In late March, the State Game and Fish Department issued a reminder to anglers about the state's baitfish rules, particularly relating to live white suckers, which are illegal to use anywhere in North Dakota except the Red and Bois de Sioux rivers.

Fisheries division chief Greg Power said at the time that the regulation has been in place for more than 20 years, but every spring Game and Fish still gets questions from anglers who wonder if they can use live white suckers for early ice-out northern pike fishing elsewhere in the state.

White Sucker

While young white suckers were once a popular baitfish, adults can grow to 5 pounds or more and take up space that could be used by gamefish. The downside far outweighs their value as bait, especially since viable alternatives exist. (Photo courtesy NDGF)​

Living in the Red River Valley, I also get those questions about white suckers from time to time. Usually it's "why only the Red?" or "if a lake or river already has suckers in it, what's the harm in using them for bait?"

The roots of the current white sucker regulation go back nearly 30 years, to the drought period of the late 1980s and early 1990s, when many North Dakota lakes were plagued with undesirable fish species such as carp, bullheads and white suckers. While some lakes still have problems, back then Game and Fish was managing only about 170 fisheries in the state, compared to about 420 lakes today.

At that time, Department's fisheries biologists discovered that more than 50 percent of those 170 lakes were plagued with white suckers or other undesirable species.

These undesirable species often were a result of anglers simply discarding bait after they were done fishing, even though it was - and still is - illegal to release baitfish into any North Dakota waters.

The action plan included cleaning up some of those lakes, primarily by chemically treating the water to kill all fish life, and starting over with managed stocking. But without a parallel effort to address the sources of undesirable fish introductions, many lakes would continue to develop problems over time.

In an effort to greatly reduce or eliminate this bait-bucket transfer of unwanted fish species into state waters, Game and Fish began a long-term program to tighten bait regulations, coupled with chemical renovations of numerous lakes where the fishery was dominated by unwanted species.

With those tweaks over time, today only fathead minnows, sticklebacks and creek chubs are legal live baitfish in most North Dakota waters. In addition to the exception of the Red and Bois de Sioux rivers, the state has 24 lakes or ponds where anglers cannot use live baitfish of any type.

Eliminating white suckers as legal baitfish over much of the state has greatly reduced the number of lakes that have developed problem sucker populations since the early 1990s. "White suckers can and have caused a lot of problems when they get introduced into waters where they were not present," Power said. "Since we adopted that regulation in 1993, the number of new lakes with introduced white suckers is near zero."

In addition, for the past couple of decades, the department has worked with the wholesale and retail bait industry to help ensure what the bait anglers are buying is clean and legal and doesn't contain any stray species that might be harmful to a lake if they were inadvertently released.

More than 20 years ago no one could have predicted the favorable precipitation pattern that has more than doubled the number of active fishing waters in the state. Bait, however, was something the Game and Fish Department could address without a lot of cost or inconvenience, and the results are solidly on the positive side.
━━━━━━━━━━━━━━━━━━━━
**What you are asked to do:**
According to the article on North Dakota's baitfish rules, which fish are legal live baitfish in most North Dakota waters?

**Input data:**
━━━━━━━━━━━━━━━━━━━━
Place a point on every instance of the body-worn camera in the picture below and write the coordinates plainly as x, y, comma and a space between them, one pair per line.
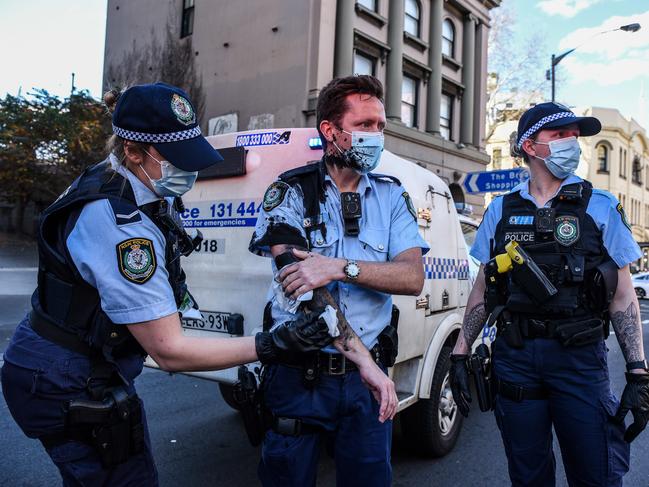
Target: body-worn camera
545, 220
351, 205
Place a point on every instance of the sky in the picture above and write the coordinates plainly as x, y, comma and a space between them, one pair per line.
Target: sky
607, 70
43, 41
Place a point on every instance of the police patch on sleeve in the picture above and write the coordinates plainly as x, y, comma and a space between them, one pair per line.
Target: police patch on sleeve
620, 210
275, 195
566, 230
136, 259
409, 205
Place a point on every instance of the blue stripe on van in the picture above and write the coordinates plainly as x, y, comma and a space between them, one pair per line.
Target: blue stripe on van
443, 268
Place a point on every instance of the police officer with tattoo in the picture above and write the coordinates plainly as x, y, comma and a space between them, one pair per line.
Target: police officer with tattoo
110, 290
344, 236
555, 256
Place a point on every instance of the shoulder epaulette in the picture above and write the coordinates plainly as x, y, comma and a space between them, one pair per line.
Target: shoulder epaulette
384, 177
292, 175
125, 211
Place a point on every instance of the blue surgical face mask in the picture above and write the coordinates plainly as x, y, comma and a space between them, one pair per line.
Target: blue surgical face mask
364, 154
564, 157
173, 182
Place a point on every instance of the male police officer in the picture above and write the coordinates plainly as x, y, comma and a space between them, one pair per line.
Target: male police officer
363, 244
550, 357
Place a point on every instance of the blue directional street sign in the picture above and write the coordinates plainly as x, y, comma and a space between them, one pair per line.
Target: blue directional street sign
498, 181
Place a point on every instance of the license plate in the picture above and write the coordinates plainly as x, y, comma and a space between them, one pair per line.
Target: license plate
212, 321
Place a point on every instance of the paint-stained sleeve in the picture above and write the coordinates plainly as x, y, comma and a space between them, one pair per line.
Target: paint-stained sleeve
280, 220
481, 248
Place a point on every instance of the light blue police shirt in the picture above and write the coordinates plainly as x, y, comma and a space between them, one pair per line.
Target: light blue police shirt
387, 228
602, 208
93, 246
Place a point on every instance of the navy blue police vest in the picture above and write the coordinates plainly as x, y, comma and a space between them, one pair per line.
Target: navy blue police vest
63, 299
568, 249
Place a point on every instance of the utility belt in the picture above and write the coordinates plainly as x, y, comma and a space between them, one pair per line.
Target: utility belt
332, 363
113, 426
571, 332
111, 421
257, 419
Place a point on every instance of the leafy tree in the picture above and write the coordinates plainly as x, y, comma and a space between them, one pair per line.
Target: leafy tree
45, 142
517, 65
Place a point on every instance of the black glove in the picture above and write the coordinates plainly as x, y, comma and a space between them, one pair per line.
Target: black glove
308, 333
635, 398
459, 377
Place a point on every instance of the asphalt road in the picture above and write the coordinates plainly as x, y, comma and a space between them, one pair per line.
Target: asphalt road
199, 441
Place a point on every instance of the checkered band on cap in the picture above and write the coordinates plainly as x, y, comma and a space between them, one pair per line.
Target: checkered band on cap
156, 138
538, 125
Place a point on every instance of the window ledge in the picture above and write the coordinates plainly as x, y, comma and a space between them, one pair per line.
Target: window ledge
370, 15
414, 41
451, 63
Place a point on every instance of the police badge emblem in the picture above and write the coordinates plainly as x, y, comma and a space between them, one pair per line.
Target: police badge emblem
411, 207
275, 195
620, 210
566, 230
136, 259
183, 110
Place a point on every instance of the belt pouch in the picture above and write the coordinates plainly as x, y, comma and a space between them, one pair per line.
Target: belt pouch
580, 333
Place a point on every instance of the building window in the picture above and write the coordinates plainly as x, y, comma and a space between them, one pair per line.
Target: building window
602, 158
364, 64
369, 4
409, 101
446, 116
448, 38
187, 26
636, 170
496, 158
411, 17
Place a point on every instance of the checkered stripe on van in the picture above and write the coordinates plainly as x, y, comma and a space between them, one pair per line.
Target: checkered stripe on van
441, 268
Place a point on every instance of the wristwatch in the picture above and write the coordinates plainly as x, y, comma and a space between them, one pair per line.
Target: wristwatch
352, 270
640, 364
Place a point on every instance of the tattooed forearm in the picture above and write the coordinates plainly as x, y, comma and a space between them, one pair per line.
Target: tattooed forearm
629, 332
474, 321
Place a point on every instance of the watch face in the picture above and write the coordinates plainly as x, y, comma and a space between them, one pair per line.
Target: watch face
352, 270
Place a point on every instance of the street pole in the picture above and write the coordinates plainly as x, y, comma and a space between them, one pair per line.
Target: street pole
557, 59
553, 64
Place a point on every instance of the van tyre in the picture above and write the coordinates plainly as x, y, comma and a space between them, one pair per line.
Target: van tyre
228, 395
432, 426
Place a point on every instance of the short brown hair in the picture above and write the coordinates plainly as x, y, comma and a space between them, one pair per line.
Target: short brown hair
332, 103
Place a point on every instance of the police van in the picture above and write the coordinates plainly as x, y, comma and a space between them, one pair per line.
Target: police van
231, 284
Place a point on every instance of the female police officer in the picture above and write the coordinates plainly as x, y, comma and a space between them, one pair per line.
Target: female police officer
109, 291
550, 357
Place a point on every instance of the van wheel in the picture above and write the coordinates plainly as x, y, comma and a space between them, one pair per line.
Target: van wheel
228, 395
432, 426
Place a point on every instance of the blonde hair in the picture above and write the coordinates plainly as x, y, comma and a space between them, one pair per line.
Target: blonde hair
115, 143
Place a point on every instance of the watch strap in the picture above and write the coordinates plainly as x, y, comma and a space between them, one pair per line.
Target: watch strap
640, 364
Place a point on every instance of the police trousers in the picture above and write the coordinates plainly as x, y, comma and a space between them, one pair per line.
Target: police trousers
348, 415
579, 405
36, 390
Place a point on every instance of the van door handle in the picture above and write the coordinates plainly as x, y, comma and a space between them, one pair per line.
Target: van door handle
423, 303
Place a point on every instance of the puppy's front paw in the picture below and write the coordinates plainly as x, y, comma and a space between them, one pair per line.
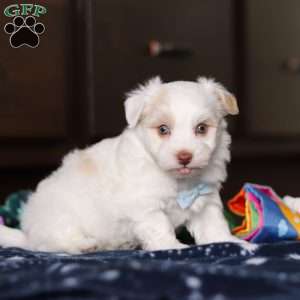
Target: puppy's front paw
165, 246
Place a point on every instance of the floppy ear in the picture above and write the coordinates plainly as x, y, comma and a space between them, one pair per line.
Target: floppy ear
228, 100
138, 98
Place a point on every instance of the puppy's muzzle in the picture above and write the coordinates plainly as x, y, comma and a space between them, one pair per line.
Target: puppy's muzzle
184, 157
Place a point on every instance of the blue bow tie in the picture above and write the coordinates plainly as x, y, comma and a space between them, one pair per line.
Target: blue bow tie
187, 197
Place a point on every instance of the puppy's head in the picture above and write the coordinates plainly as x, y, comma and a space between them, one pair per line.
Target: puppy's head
179, 122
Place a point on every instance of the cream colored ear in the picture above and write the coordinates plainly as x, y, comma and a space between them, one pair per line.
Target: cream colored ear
134, 107
138, 98
228, 100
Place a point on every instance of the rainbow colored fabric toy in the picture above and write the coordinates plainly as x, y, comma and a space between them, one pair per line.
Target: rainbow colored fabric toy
259, 215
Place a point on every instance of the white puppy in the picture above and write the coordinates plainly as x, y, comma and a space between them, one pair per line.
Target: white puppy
164, 170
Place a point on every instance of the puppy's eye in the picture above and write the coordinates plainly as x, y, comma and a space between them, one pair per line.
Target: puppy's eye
201, 129
164, 130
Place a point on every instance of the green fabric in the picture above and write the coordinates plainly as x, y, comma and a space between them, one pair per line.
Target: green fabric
10, 211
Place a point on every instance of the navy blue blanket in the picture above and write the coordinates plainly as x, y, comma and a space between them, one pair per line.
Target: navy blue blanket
219, 272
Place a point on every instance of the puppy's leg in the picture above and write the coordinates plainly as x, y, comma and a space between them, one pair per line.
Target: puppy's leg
210, 226
155, 232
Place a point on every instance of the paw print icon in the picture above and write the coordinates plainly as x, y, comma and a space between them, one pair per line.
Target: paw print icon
24, 32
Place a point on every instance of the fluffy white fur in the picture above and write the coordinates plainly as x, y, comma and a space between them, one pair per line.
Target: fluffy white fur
121, 192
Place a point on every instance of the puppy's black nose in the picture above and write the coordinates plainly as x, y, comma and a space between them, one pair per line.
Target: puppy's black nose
184, 157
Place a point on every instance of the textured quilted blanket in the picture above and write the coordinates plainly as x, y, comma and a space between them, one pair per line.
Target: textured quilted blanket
217, 271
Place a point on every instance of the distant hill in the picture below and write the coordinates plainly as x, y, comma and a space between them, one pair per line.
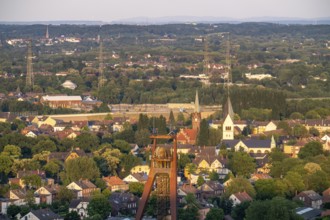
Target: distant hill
53, 22
181, 19
191, 19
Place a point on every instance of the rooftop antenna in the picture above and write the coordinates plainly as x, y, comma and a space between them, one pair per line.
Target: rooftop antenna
206, 57
101, 67
29, 71
47, 33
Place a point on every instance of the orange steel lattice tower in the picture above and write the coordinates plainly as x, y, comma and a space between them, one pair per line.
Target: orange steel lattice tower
163, 172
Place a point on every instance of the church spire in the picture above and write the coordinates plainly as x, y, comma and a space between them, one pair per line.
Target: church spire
228, 109
197, 108
47, 33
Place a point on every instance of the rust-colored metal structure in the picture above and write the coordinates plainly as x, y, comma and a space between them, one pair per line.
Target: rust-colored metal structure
163, 172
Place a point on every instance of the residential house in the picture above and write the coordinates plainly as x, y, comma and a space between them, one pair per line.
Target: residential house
41, 214
22, 173
79, 125
61, 126
47, 194
310, 199
136, 177
238, 198
292, 148
186, 189
32, 134
73, 102
15, 197
114, 183
40, 120
187, 136
69, 85
65, 156
7, 116
322, 125
28, 129
211, 189
68, 133
203, 212
122, 202
251, 145
82, 188
118, 123
88, 104
259, 176
259, 127
79, 206
326, 196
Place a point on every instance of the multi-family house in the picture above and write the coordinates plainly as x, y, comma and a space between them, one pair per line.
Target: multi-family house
310, 199
238, 198
80, 206
114, 183
211, 189
41, 214
122, 202
82, 188
47, 194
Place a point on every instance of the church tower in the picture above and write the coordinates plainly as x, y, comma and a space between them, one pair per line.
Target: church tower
196, 116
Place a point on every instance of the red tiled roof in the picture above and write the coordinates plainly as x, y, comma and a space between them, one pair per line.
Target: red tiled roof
113, 180
243, 196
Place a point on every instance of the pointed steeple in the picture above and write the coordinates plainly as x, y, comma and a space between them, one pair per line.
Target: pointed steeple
47, 33
197, 108
228, 109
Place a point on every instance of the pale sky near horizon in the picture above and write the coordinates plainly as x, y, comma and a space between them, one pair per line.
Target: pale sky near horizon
110, 10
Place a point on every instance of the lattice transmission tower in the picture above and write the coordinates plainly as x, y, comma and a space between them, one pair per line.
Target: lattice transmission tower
29, 70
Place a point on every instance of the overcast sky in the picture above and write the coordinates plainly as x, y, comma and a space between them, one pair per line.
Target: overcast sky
110, 10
━━━━━━━━━━━━━━━━━━━━
**Exercise solution:**
Fathead minnows, sticklebacks and creek chubs.